WHAT IS NEEDED - Can you write out every one of the entries below word for word, leaving the pictures out?

══ DATA TO PROCESS ══

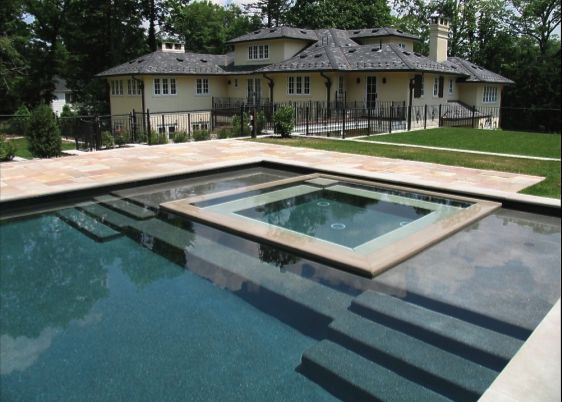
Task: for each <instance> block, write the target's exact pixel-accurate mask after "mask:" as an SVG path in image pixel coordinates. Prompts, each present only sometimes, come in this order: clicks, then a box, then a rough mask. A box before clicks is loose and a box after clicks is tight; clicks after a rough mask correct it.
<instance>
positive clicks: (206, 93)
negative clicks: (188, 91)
mask: <svg viewBox="0 0 562 402" xmlns="http://www.w3.org/2000/svg"><path fill="white" fill-rule="evenodd" d="M196 90H197V95H208V94H209V80H208V79H207V78H198V79H197V87H196Z"/></svg>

═══

REPLY -
Task: for each <instance> block, write the target's exact pixel-accurate mask after "mask:" as an SVG path in image pixel coordinates. Prompts, each present only sometimes, come in this order: clicks, then a box, then a rough mask. A box before clicks is loose and a box after clicks is tight; clicks after a rough mask correct it.
<instance>
positive clicks: (206, 93)
negative clicks: (188, 91)
mask: <svg viewBox="0 0 562 402" xmlns="http://www.w3.org/2000/svg"><path fill="white" fill-rule="evenodd" d="M196 90H197V95H208V94H209V80H208V79H207V78H198V79H197V87H196Z"/></svg>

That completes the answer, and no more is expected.